Directive -
Extract each line of the data below that contains the word "green", and copy every such line in full.

[START OF Given records]

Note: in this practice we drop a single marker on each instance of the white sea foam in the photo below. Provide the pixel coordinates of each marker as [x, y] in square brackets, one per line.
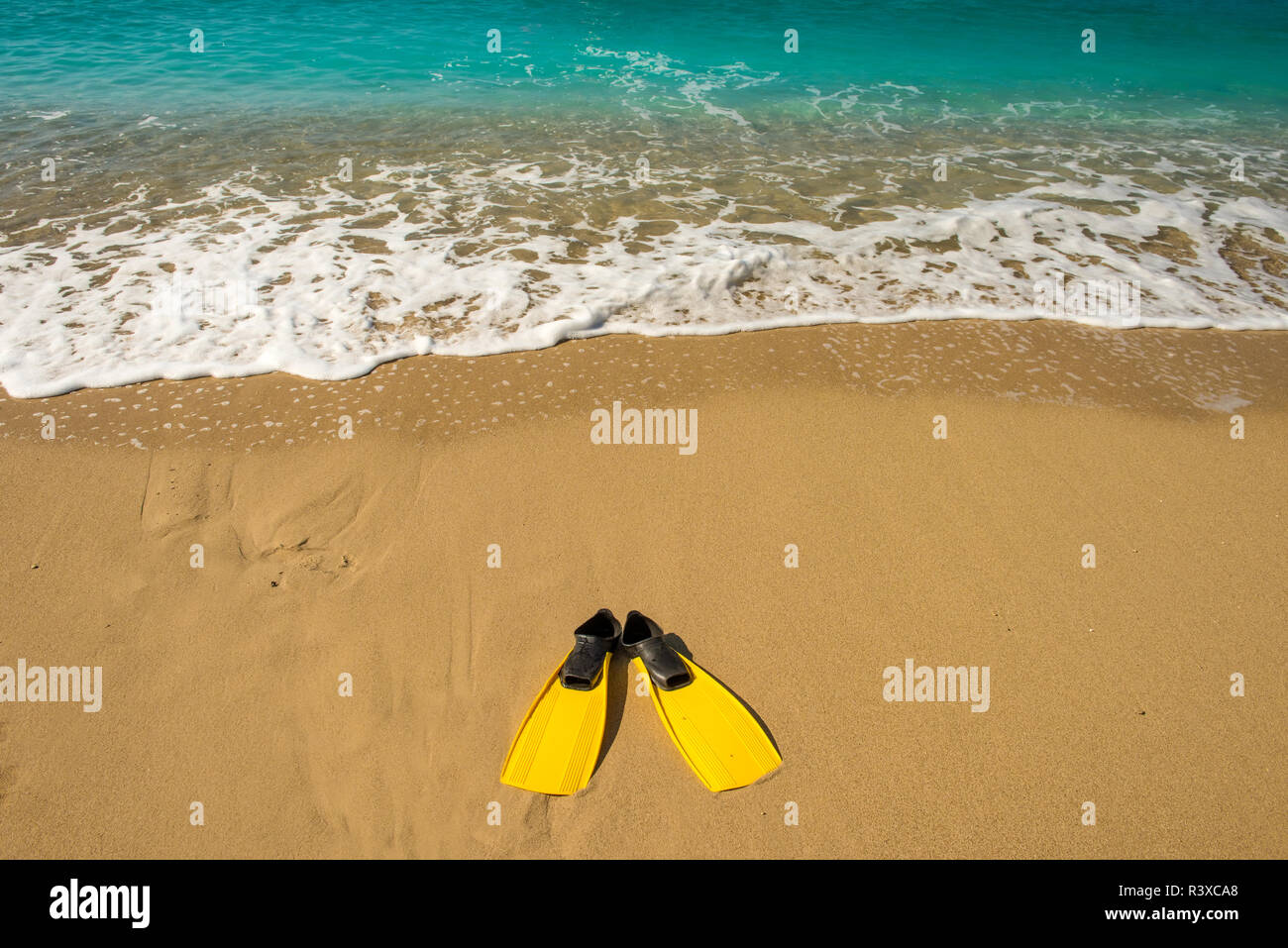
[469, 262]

[END OF Given records]
[START OF Given records]

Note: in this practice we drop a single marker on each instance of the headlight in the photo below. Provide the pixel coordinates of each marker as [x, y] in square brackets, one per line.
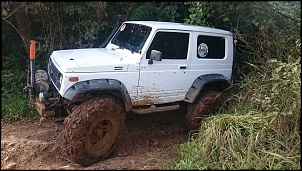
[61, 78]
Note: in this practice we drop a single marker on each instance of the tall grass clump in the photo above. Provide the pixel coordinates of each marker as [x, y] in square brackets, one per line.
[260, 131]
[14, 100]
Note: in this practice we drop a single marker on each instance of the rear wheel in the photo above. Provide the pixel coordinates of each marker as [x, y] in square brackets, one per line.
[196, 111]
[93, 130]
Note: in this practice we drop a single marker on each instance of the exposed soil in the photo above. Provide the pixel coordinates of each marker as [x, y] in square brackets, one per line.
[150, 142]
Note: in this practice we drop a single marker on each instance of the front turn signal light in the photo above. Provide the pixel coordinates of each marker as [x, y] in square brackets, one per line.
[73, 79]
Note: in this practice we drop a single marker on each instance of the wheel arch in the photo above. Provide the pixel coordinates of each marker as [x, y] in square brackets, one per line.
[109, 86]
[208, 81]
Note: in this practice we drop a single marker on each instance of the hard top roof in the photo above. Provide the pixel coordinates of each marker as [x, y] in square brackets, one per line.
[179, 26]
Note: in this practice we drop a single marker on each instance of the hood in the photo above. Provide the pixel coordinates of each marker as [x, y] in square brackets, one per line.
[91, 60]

[END OF Given records]
[START OF Given records]

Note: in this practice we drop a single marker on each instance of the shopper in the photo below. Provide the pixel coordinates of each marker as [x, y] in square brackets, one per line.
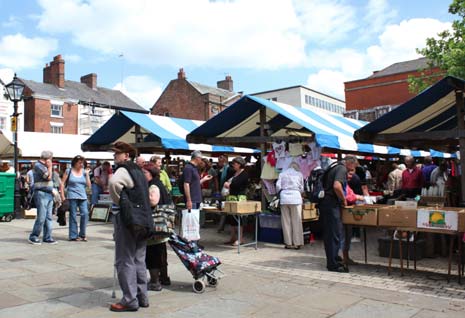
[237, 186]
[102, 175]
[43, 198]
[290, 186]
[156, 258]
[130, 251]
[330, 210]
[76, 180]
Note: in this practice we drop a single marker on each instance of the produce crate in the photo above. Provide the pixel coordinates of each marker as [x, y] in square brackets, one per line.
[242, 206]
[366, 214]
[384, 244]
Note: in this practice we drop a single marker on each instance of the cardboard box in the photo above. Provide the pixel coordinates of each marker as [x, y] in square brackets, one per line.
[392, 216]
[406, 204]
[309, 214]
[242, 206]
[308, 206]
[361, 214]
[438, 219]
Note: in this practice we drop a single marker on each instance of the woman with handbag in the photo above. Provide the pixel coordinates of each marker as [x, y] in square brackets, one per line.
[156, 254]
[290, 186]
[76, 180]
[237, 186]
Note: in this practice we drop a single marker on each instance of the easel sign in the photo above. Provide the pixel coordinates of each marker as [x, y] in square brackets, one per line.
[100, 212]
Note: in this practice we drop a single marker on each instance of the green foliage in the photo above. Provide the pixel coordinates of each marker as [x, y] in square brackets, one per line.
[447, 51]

[END OF Given records]

Answer below -
Note: in this practice we drop a single marker on each instance of the green foliage in the photo above. Provide the pixel coordinates of each marker as [x, y] in square brackets, one per line.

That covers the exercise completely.